Instructions for the task
Among the entries below, one line contains "Class, indicate each instance of the recessed" and another contains "Class, indicate each instance of the beige bath". Transcribe those two lines and every line between them, exactly.

*** Opening of Source material ***

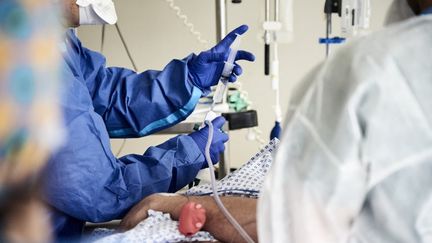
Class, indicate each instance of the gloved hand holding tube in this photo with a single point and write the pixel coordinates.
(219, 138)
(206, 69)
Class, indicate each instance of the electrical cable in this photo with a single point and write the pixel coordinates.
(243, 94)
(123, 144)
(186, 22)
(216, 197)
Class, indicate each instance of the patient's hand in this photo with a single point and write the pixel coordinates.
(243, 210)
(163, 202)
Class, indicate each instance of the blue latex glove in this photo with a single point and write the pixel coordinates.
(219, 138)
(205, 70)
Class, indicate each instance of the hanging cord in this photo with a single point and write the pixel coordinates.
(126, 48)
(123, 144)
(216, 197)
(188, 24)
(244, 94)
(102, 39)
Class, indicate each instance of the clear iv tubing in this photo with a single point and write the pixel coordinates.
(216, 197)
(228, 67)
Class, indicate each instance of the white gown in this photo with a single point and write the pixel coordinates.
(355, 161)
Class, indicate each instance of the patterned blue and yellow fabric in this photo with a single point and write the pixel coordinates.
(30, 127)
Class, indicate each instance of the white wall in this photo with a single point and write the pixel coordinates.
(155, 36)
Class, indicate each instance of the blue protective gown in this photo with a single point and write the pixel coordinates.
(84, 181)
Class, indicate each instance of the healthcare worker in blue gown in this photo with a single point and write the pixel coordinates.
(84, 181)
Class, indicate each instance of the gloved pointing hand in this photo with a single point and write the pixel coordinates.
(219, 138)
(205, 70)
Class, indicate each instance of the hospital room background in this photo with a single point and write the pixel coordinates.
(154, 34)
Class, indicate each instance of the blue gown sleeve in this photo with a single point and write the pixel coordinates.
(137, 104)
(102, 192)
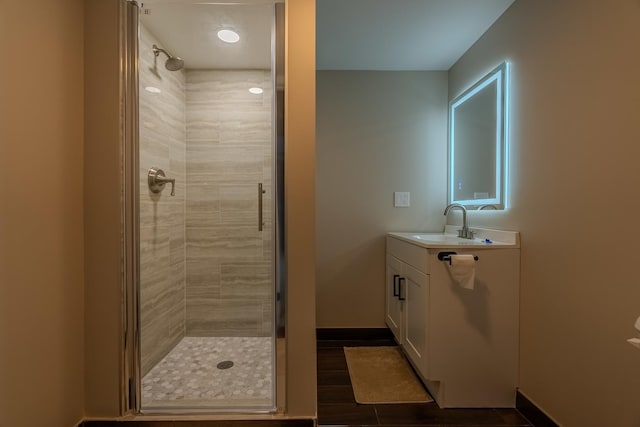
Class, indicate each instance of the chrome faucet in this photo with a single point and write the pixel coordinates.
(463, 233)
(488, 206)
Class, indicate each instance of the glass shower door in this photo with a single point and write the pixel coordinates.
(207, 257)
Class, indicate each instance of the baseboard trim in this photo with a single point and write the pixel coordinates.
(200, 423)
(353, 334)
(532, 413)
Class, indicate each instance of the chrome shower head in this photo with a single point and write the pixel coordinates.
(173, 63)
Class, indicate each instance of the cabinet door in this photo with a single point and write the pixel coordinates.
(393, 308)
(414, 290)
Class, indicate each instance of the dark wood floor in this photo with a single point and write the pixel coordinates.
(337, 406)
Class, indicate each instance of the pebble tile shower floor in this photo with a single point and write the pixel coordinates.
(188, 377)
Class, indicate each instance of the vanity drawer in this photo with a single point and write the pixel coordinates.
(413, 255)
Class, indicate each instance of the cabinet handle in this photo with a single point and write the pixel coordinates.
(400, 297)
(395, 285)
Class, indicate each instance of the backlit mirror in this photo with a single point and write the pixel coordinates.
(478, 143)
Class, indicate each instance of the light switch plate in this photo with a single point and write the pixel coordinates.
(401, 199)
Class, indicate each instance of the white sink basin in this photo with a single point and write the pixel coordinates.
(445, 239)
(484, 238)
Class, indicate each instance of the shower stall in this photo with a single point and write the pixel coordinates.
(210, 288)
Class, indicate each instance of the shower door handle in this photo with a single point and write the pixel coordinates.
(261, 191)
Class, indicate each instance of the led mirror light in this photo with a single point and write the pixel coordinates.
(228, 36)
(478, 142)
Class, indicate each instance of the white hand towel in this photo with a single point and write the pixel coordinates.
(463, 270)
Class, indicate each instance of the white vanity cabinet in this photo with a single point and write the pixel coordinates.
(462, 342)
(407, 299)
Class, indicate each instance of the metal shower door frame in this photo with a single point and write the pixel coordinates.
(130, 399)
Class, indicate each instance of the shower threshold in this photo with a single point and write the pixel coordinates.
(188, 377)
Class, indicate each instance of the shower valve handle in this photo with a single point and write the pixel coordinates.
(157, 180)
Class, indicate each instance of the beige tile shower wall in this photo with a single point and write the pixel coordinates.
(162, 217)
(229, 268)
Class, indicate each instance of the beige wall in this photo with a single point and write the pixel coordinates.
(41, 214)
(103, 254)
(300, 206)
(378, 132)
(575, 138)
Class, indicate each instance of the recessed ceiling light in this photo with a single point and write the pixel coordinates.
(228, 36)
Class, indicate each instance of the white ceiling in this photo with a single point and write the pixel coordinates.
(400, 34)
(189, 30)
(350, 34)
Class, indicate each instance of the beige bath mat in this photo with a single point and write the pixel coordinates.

*** Close of Source material ***
*** Opening of Source material ***

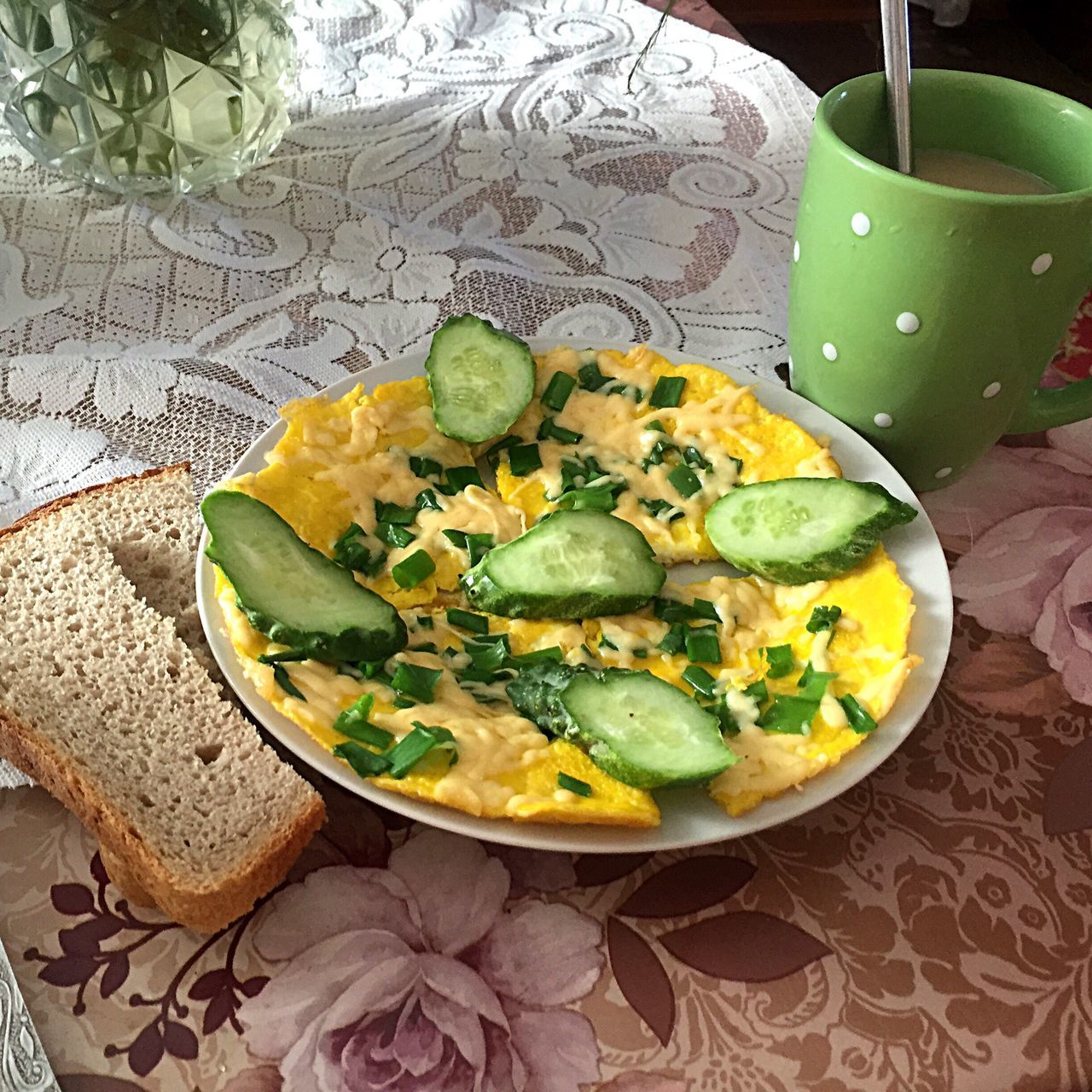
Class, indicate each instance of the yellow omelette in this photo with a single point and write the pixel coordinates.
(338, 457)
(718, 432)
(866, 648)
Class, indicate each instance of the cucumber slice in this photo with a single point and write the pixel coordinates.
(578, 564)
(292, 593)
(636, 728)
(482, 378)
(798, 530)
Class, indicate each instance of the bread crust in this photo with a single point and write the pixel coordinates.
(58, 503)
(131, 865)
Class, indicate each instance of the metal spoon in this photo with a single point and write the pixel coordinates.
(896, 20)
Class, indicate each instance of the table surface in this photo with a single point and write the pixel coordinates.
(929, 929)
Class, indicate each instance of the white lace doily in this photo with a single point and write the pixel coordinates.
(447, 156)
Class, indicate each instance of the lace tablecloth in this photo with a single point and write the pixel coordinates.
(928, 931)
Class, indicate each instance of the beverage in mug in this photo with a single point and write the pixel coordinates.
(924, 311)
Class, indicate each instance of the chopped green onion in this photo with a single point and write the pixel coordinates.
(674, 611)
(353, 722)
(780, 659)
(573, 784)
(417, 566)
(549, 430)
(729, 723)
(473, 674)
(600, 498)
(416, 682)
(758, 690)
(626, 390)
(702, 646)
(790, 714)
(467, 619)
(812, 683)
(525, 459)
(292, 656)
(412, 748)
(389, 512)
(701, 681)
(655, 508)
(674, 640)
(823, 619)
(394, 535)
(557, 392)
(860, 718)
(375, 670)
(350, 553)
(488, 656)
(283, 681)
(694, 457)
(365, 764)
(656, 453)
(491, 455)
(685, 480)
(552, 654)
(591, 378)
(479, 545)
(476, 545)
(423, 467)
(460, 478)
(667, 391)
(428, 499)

*** Close of Source material ***

Final answer
Class, indicate each instance of the recessed ceiling light in this photo with a single point and write the pixel coordinates.
(228, 36)
Class, indicate each instance of the white ceiling in this photo with a single point and write the pixel coordinates.
(400, 34)
(189, 30)
(350, 34)
Class, indicate each instance of the beige bath mat in this photo with a single point and write the pixel coordinates.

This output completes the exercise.